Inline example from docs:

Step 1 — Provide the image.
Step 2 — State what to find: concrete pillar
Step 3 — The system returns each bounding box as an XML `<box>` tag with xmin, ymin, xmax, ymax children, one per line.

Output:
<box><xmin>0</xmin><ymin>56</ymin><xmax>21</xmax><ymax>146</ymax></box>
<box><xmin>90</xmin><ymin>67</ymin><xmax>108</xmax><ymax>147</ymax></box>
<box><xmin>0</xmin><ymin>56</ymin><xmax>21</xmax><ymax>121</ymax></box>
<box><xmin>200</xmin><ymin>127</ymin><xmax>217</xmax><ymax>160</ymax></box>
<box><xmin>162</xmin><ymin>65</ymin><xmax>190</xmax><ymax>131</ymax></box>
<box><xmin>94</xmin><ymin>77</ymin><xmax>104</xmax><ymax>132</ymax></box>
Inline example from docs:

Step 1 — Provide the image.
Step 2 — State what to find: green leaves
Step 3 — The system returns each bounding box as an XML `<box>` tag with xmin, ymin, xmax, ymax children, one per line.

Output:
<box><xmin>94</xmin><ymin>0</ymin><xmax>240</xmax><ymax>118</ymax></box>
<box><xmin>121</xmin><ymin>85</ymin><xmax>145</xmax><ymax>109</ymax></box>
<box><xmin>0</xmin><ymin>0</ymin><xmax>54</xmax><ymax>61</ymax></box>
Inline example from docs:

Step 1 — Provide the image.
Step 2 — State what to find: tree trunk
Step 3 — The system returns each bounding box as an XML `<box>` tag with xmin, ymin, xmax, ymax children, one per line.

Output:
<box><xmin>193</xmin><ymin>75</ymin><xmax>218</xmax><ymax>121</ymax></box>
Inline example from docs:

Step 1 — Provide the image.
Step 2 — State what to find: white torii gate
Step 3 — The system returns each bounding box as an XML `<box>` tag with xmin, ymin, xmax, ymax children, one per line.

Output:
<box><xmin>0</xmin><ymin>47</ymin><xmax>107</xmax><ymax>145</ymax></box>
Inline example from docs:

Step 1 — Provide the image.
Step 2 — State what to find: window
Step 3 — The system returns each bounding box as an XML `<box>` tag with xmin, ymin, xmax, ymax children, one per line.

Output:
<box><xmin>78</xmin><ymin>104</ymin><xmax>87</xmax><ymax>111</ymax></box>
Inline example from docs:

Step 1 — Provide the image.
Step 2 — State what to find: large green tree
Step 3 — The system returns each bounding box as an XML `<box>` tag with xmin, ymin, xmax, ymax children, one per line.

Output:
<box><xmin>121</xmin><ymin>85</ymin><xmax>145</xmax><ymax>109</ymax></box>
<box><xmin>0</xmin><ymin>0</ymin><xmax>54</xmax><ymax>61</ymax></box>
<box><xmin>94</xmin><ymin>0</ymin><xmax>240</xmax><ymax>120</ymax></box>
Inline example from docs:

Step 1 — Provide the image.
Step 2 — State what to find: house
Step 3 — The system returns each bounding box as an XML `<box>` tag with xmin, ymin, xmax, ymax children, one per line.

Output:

——————————

• _DIRECTIONS_
Gather every line from the rows above that contains the word "what". Uppercase and lowercase letters count as different.

• _RESULT OF THIS EXERCISE_
Step 2 — State what to find: concrete pillar
Step 2 — State what to find: green leaves
Step 2 — State what to find: tree trunk
Step 2 — State what to find: white torii gate
Step 2 — State what to find: window
Step 2 — State what to find: large green tree
Step 2 — State what to find: house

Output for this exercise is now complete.